* Supplied data:
....................

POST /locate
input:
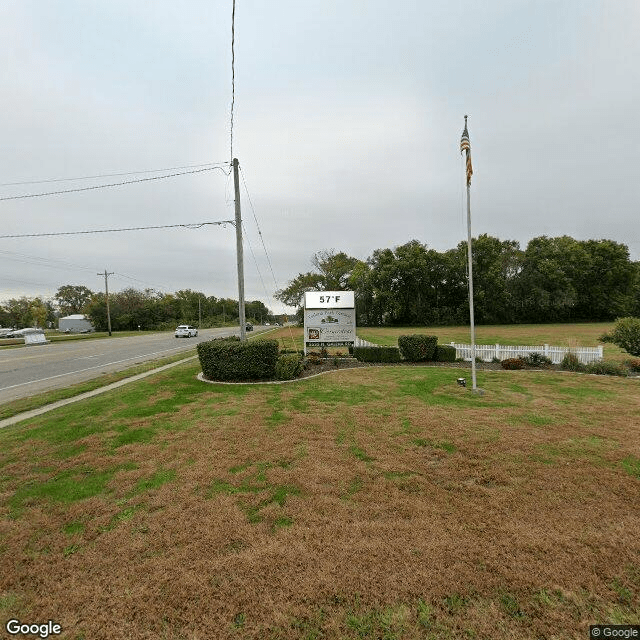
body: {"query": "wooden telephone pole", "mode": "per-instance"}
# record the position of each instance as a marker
(239, 254)
(106, 292)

....................

* What this task involves: Please transcribe each entry exactly and exclude any image it contains.

* Result of this task:
POST /locate
input:
body: {"query": "wooden telephone pole", "mode": "per-instance"}
# record the position of each instance as a marker
(239, 254)
(106, 292)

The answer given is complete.